**What is required**
Please write out the items below word for word, one line at a time, leaving out the pictures.

Point placement items
──────────
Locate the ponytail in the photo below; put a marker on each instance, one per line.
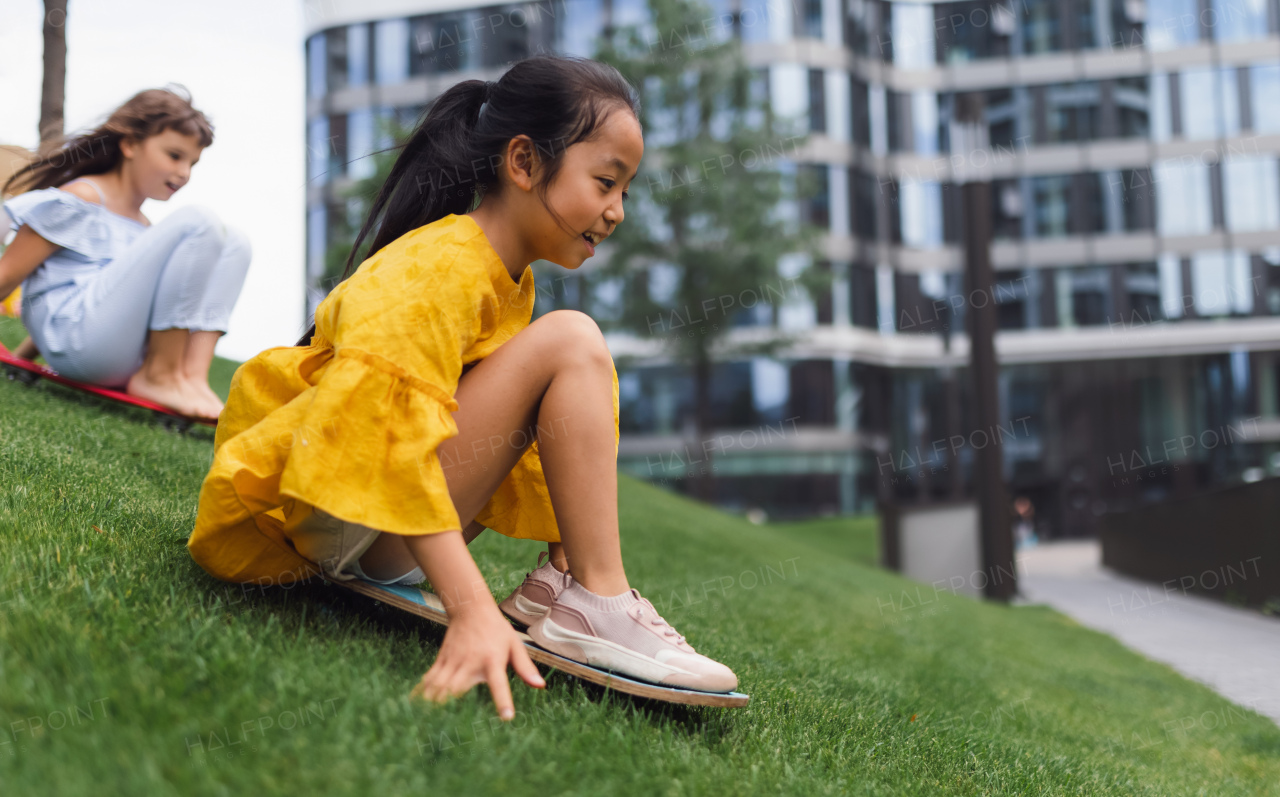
(451, 160)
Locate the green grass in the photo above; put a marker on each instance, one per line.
(124, 669)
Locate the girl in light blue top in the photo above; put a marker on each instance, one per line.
(108, 297)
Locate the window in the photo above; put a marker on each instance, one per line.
(1221, 284)
(318, 149)
(1171, 23)
(920, 206)
(1133, 106)
(1072, 111)
(970, 31)
(1265, 97)
(357, 55)
(924, 122)
(1161, 113)
(336, 63)
(817, 102)
(360, 143)
(1239, 19)
(1083, 296)
(444, 42)
(1052, 205)
(1041, 28)
(391, 51)
(1201, 113)
(1252, 193)
(579, 26)
(1182, 198)
(316, 67)
(913, 35)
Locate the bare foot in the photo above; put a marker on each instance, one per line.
(173, 394)
(209, 401)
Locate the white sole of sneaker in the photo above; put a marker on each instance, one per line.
(600, 653)
(526, 610)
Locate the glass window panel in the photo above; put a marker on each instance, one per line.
(1182, 198)
(336, 63)
(391, 51)
(357, 54)
(1201, 110)
(924, 122)
(579, 26)
(360, 143)
(1221, 283)
(1238, 19)
(1051, 197)
(1170, 285)
(1252, 193)
(1161, 113)
(1042, 31)
(1265, 97)
(1171, 23)
(316, 59)
(1072, 111)
(318, 149)
(920, 206)
(1133, 106)
(913, 35)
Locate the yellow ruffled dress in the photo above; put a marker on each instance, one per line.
(351, 424)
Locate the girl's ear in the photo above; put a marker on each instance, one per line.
(521, 163)
(129, 146)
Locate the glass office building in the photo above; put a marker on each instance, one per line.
(1134, 156)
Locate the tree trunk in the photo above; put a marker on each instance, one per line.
(54, 90)
(700, 461)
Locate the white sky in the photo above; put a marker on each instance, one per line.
(242, 62)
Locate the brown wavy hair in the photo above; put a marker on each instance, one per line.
(147, 113)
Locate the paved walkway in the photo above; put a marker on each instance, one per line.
(1234, 651)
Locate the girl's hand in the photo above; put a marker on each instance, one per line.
(478, 647)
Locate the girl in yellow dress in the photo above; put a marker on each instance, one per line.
(424, 406)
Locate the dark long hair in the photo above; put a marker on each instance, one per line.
(451, 160)
(97, 151)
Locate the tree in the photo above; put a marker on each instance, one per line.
(53, 91)
(714, 211)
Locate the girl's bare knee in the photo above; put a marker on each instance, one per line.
(574, 335)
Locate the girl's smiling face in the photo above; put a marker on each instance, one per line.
(588, 192)
(161, 164)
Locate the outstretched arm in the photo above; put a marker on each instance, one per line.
(480, 642)
(23, 256)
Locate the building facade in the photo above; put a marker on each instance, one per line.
(1134, 155)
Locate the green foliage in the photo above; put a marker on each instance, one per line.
(708, 213)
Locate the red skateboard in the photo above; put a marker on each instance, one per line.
(27, 372)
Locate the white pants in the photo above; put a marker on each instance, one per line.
(183, 273)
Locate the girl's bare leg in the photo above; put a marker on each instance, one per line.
(195, 367)
(553, 379)
(161, 378)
──────────
**Output**
Locate the ponytail in the photo below; put a marker on each instance, one per line.
(451, 160)
Locate the green grass in the photo above; put a marker on each instance, one per line.
(124, 669)
Locate the girl in light blue top in the photo above; put a marker on each instance, one per line.
(108, 297)
Locate the window in the photo above; put a marker on each instance, one per line.
(1221, 284)
(318, 149)
(1171, 23)
(920, 206)
(1133, 106)
(1072, 111)
(970, 31)
(1265, 97)
(357, 55)
(924, 122)
(1161, 113)
(336, 63)
(817, 102)
(360, 143)
(1239, 19)
(1083, 296)
(444, 42)
(1052, 205)
(1041, 28)
(391, 51)
(1201, 113)
(1252, 193)
(579, 26)
(1182, 198)
(316, 67)
(913, 35)
Locate the bare foot in the photo above; put a marker on each instance, one per line.
(173, 394)
(209, 401)
Locate the white sole of sneaker in the photo above; put a marker on each instance, one per line.
(600, 653)
(526, 610)
Locate the glass window panel in the photo above; put a marker on each instance, one per line.
(1182, 198)
(336, 63)
(391, 51)
(357, 54)
(1201, 110)
(924, 122)
(579, 26)
(360, 143)
(1221, 283)
(1238, 19)
(1051, 197)
(1170, 285)
(1252, 193)
(1161, 113)
(1042, 31)
(1265, 97)
(1171, 23)
(316, 59)
(1072, 111)
(318, 149)
(920, 206)
(1133, 106)
(913, 35)
Locate the yellow ruffled dress in the photo above; put a marker on each instance, one per line.
(351, 424)
Locate the girl's ear in the photo above; put a marker on each instance, one per line.
(521, 163)
(129, 146)
Locate the glass office building in the photo above; put a marker on each instance, one per line.
(1134, 156)
Locate the tree trunk in the photo above; put a marker on each instance, one per line.
(54, 90)
(700, 461)
Locate the white sky in the photo above; put a marker on each instance, one per line.
(242, 62)
Locate the brown wavy hair in the photo above; put a marker on each instance, one per line.
(147, 113)
Locate the paved walkway in the photo above; put a marker on each instance, one per line.
(1234, 651)
Locate the girl's hand in the photo above; put a marker on each instance, one per line.
(478, 647)
Locate the girl in yellow dress in the photo above; put a marker on each instance, one per line.
(424, 406)
Locate the dark long hair in the photo above; put a marker on each instance, one per line.
(451, 160)
(97, 151)
Locate the tree in the photo above; put a marker on each instance, one per line.
(53, 91)
(714, 211)
Locate the girl's bare knee in the photo above; put a marker on each instance, one per line.
(574, 335)
Locate the girl's smiling face in the photo above; put a marker on each instance, one per line.
(588, 192)
(161, 164)
Locate the outstretched arm in the photo above; put a marker on each instance, one per line.
(480, 642)
(23, 256)
Locate the building facade in the photo above; put a marker on each instance, one per line.
(1134, 155)
Locate the green foliage in the photo above; put a marker on each instance, one per line.
(708, 213)
Locate the red skateboard in the photo above; put a marker on each instance, one per line.
(27, 372)
Locate the white pants in the photo above; put a marker on each instance, one per line.
(183, 273)
Locate the girl's bare leg in the photo above; put a marker on each instance, one per line.
(195, 367)
(553, 379)
(161, 378)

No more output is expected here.